- **Text shown**
========================================

Skip to main content

Control Supervisors Remotely

Since the 0.56.0 Supervisor release, it is possible to command and control one or more Supervisors from a remote location. Before this, the only way to interact with a Supervisor was by taking action directly on machine on which the Supervisor was running. While that is still an option (and is indeed the default behavior), remote command and control opens up more possibilities for using and managing Chef Habitat.

Here, we’ll discuss how this is implemented, how it can be enabled in your Chef Habitat deployments, and how it can be used.

Remote Command and Control Overview

The Chef Habitat Supervisor uses a defined TCP protocol for all interactions; the hab CLI tool is the client for this protocol, and the Supervisor is the server. Interactions are authenticated using a shared secret.

Previously, in order to run core/redis on a Supervisor running on (say),, you would have to have direct access to the machine (as well as root privileges) in order to load the service, which might look like this:

sudo hab svc load core/redis

Now, using the remote control capabilities of the Supervisor, this could be accomplished from a workstation or bastion host with an invocation that could be as simple as this:

hab svc load core/redis

No direct host access is necessary, and multiple Supervisors can be controlled from one central location.

Remote Control is Optional

Operating Chef Habitat Supervisors remotely is purely optional; you must take positive action to enable this behavior. If you prefer, you can continue to manage Supervisors through on-the-box direct action, as before, and likely without any changes to your current procedures. Read on for further details about how to enable this ability, and how local interaction continues to operate through a new implementation.

Managing Shared Supervisor Secrets

Authentication between client (hab CLI) and server (Supervisor) is achieved using a shared secret. The hab CLI receives its secret from a configuration file (~/.hab/config/cli.toml) or from an environment variable (HAB_CTL_SECRET). The Supervisor reads its secret from its CTL_SECRET file, located at /hab/sup/default/CTL_SECRET. When the value used by hab matches the one used by the Supervisor, the requested command is carried out.

Create a Secret

Shared secrets are created in one of two ways.

First, when a Supervisor starts up, will create a new secret in /hab/sup/default/CTL_SECRET automatically if one does not already exist. This is helpful for transparently upgrading older Supervisors and continuing to allow local interactions.

========================================

- **Dataset entries**
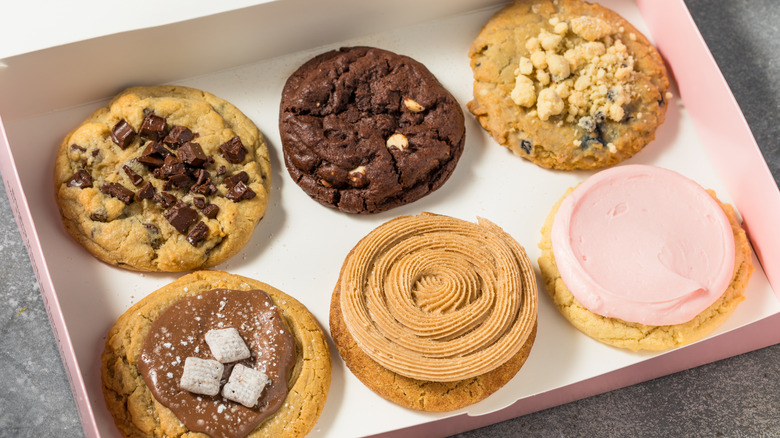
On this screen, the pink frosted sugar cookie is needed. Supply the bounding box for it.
[539,165,753,350]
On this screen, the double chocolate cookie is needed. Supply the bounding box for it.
[54,86,271,271]
[279,47,465,213]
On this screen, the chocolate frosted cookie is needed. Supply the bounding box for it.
[54,86,271,271]
[468,0,670,170]
[101,271,331,438]
[279,47,465,213]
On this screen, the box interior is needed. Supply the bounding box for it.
[0,0,780,437]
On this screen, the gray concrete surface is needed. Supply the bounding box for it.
[0,0,780,438]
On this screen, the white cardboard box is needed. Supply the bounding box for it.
[0,0,780,437]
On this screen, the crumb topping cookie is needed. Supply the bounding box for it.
[279,47,465,213]
[102,271,331,437]
[54,86,271,271]
[330,213,537,411]
[468,0,670,170]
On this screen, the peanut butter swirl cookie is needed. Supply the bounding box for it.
[54,86,271,271]
[330,213,537,411]
[468,0,670,170]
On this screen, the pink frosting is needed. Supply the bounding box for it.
[552,165,734,325]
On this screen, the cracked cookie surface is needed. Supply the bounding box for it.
[468,0,670,170]
[279,47,465,213]
[54,86,271,272]
[538,189,754,351]
[101,271,332,438]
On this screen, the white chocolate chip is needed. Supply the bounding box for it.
[525,37,541,52]
[570,16,615,41]
[536,88,563,120]
[531,50,547,69]
[387,133,409,151]
[539,32,563,51]
[536,70,550,85]
[404,97,425,113]
[547,53,571,82]
[515,56,534,76]
[179,357,224,395]
[222,363,269,408]
[510,75,536,107]
[204,327,251,363]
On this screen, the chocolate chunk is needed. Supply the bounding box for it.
[68,169,92,189]
[137,141,173,168]
[223,170,249,188]
[135,181,157,201]
[167,173,192,191]
[201,204,219,219]
[100,183,135,204]
[187,221,209,246]
[190,169,217,196]
[137,155,164,168]
[225,181,257,202]
[179,142,208,167]
[153,155,187,179]
[111,119,135,149]
[143,224,163,249]
[163,201,198,234]
[122,164,144,187]
[219,136,246,164]
[190,181,217,196]
[154,192,176,208]
[138,113,168,141]
[163,126,195,149]
[89,210,108,222]
[194,169,211,185]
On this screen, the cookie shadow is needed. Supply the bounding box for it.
[312,334,349,435]
[215,136,287,272]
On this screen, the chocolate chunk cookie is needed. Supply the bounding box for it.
[279,47,465,213]
[468,0,670,170]
[54,86,271,271]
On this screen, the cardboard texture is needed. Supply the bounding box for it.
[0,0,780,437]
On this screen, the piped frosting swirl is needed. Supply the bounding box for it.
[339,213,537,382]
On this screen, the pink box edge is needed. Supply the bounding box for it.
[637,0,780,299]
[0,117,100,437]
[0,0,780,437]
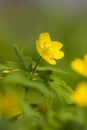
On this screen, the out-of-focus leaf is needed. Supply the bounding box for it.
[49,76,72,103]
[2,72,52,96]
[13,44,28,70]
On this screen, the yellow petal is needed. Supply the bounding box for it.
[54,51,64,59]
[38,33,51,48]
[71,82,87,106]
[36,44,56,65]
[71,59,87,77]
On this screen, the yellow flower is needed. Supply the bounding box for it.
[36,33,64,65]
[0,94,22,118]
[71,54,87,77]
[71,82,87,107]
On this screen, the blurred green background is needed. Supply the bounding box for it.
[0,0,87,86]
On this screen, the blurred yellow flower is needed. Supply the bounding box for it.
[0,94,22,118]
[71,54,87,77]
[36,33,64,65]
[71,82,87,107]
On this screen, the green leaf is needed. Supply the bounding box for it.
[49,77,72,103]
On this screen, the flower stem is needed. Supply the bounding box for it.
[32,57,41,74]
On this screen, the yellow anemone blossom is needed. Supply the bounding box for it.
[71,54,87,77]
[36,33,64,65]
[0,94,22,118]
[71,82,87,107]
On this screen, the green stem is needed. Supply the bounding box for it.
[32,57,41,74]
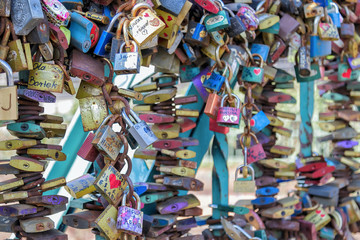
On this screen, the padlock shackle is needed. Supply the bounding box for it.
[106,12,125,32]
[0,59,14,86]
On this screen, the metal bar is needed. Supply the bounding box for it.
[300,81,314,157]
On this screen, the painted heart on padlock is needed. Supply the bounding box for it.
[223,115,230,122]
[109,173,121,189]
[230,115,238,122]
[342,68,351,78]
[254,68,261,76]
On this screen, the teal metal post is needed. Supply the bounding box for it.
[300,81,314,157]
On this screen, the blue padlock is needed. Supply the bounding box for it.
[328,2,342,28]
[251,43,270,62]
[250,111,270,133]
[69,12,94,53]
[310,16,331,58]
[94,12,124,58]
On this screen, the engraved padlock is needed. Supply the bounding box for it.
[216,93,241,128]
[121,108,157,148]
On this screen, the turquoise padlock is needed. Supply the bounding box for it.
[241,54,264,83]
[204,2,231,32]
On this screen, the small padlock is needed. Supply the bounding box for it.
[114,41,140,75]
[250,111,270,133]
[234,165,256,193]
[0,59,18,121]
[224,7,247,37]
[116,192,144,236]
[121,108,157,149]
[204,0,230,32]
[310,16,331,58]
[241,54,264,83]
[11,0,45,35]
[92,114,123,161]
[129,3,165,47]
[318,12,340,41]
[340,6,355,38]
[216,93,241,128]
[94,12,124,58]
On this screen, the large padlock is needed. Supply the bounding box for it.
[114,41,140,75]
[92,114,123,161]
[121,108,157,148]
[0,59,18,121]
[310,16,331,58]
[241,54,264,83]
[234,165,256,193]
[11,0,45,35]
[129,3,165,47]
[216,93,241,128]
[204,1,230,32]
[116,192,144,236]
[94,12,124,58]
[69,12,99,53]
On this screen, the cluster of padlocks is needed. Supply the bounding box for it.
[0,0,360,240]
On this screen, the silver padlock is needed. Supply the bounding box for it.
[121,108,158,149]
[114,41,140,75]
[11,0,44,35]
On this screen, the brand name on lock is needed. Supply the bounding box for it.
[206,15,224,25]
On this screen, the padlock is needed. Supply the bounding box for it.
[224,7,247,37]
[69,49,105,86]
[216,93,241,128]
[110,17,129,62]
[328,2,342,28]
[0,59,18,121]
[241,54,264,83]
[234,165,256,193]
[204,1,230,32]
[340,6,355,38]
[310,16,331,58]
[239,132,266,164]
[121,108,157,149]
[91,114,123,161]
[236,5,259,31]
[318,15,340,41]
[94,158,131,206]
[69,12,99,53]
[64,174,96,198]
[129,3,165,47]
[94,12,124,58]
[6,23,27,72]
[41,0,70,27]
[250,111,270,133]
[116,192,144,236]
[204,92,221,119]
[114,41,140,75]
[28,62,65,93]
[203,61,229,92]
[0,19,11,60]
[11,0,45,35]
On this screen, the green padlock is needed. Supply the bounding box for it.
[241,53,264,83]
[204,1,230,32]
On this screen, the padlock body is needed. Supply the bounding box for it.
[116,206,144,236]
[216,107,241,128]
[203,72,225,92]
[129,121,157,148]
[114,52,140,74]
[310,35,331,58]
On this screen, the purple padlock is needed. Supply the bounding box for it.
[216,93,241,128]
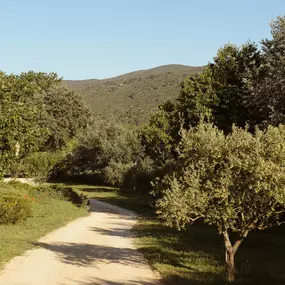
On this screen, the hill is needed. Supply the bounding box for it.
[64,65,203,124]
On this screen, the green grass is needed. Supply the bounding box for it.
[70,185,285,285]
[0,183,87,267]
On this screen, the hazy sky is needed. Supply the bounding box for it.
[0,0,285,79]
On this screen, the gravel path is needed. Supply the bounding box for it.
[0,200,160,285]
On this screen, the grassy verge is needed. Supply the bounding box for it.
[0,183,87,267]
[69,185,285,285]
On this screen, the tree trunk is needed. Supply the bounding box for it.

========================================

- **What the exercise asks**
According to the page on remote Supervisor control, from which file does the Supervisor read its shared secret?

- **Answer**
It reads its secret from its CTL_SECRET file, located at /hab/sup/default/CTL_SECRET.